July 6, 1944 – April 10, 2019
Herbert Michael Joseph Wytinck (Herb) passed away peacefully at home on Wednesday, April 10th, 2019 in Oliver, BC.
Herb will be sadly missed by his wife Beatrice (Bea) Wytinck, daughter and son-in-law Sonya Wytinck and Paul Parker, grandchildren Amanda and Dylan Wytinck, brother and sister-in-law Don and Deborah Wytinck, sister and brother-in-law Lillian and Maurice Delichte, mother-in-law Jean Cook, brother-in-law Jim Cook and many dear nieces, nephews and their children.
He is predeceased by his son Lyall Wytinck, his parents Martha and Isadore Wytinck, his brother and sister-in-law Edward and Margaret Wytinck and father-in-law Fred Cook.
Professionally, Herb had a distinguished career in the National Parole Service in Edmonton, where his natural leadership skills were quickly noticed, and he soon became a supervisor of the expanding service, teaching new officers how to balance authority and compassion wisely. He was an early champion of core behavioral programming for offenders to help them learn to cope with community life. Widely respected by colleagues and senior management, he received an Exemplary Service Award from the Governor General. Herb was one of those who made community corrections in Canada a world leader prior to his retirement. A true friend and colleague, Herb rose beyond the usual to become the special.

(List of tasks):
[A] Answer these questions using the obituary:
(i) In what town did Herb pass away?
(ii) Which son predeceased him?
(iii) What award did he receive from the Governor General?
[B] Summarize the obituary in two sentences.
The material after the obituary is separate from it.

(Point annotation records)

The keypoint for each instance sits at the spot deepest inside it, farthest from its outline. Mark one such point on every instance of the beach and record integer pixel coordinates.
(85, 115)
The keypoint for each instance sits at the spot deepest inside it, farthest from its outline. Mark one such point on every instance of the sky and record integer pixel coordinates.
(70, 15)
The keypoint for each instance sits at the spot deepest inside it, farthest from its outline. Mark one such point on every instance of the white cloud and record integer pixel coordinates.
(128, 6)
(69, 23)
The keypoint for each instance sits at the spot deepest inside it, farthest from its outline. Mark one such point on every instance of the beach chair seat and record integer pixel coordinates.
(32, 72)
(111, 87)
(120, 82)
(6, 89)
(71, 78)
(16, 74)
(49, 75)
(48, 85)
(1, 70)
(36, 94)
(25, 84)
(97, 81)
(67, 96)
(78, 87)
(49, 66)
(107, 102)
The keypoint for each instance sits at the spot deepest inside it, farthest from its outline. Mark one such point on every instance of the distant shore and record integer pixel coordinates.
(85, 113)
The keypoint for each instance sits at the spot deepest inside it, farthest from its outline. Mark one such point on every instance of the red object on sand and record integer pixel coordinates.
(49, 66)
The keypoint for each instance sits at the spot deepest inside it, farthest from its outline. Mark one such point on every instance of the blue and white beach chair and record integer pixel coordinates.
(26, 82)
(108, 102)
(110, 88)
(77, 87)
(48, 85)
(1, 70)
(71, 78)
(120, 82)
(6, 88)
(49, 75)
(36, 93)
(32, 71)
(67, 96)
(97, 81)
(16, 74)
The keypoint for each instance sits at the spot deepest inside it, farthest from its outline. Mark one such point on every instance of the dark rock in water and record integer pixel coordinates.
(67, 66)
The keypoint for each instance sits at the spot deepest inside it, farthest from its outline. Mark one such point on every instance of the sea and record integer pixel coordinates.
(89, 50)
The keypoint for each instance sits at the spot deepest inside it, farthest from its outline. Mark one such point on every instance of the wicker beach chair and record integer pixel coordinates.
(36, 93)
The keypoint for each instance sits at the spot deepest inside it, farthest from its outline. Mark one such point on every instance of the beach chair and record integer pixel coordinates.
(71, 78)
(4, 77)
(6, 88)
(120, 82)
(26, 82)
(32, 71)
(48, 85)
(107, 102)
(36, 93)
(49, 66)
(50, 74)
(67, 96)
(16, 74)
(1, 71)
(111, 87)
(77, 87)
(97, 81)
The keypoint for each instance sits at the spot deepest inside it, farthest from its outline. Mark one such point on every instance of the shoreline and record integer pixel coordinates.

...

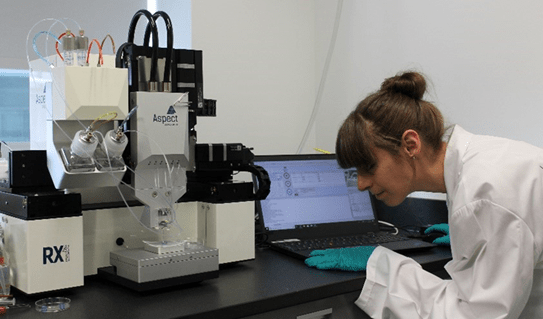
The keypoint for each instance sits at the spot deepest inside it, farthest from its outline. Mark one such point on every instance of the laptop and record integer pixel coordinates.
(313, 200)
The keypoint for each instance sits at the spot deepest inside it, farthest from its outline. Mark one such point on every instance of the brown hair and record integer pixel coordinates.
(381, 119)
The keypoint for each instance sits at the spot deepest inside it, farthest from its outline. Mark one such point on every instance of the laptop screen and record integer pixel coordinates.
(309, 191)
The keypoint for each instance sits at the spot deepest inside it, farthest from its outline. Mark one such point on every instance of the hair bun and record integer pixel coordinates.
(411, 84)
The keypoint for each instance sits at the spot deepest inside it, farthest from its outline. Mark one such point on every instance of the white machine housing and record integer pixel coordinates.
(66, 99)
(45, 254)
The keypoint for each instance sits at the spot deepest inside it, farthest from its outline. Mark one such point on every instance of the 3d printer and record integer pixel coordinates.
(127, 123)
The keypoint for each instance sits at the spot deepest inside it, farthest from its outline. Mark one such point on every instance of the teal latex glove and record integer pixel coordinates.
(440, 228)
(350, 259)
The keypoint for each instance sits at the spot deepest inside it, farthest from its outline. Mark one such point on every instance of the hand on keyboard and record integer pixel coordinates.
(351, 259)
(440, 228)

(Solution list):
[A]
(i) Oliver, BC
(ii) Lyall Wytinck
(iii) An Exemplary Service Award

[B] Herbert Michael Joseph Wytinck (Herb) passed away peacefully at home in Oliver, BC, on April 10, 2019, and will be missed by his wife Beatrice, his daughter Sonya, his grandchildren and many other relatives. He had a distinguished career in the National Parole Service in Edmonton, where he became a supervisor, championed core behavioral programming for offenders and received an Exemplary Service Award from the Governor General.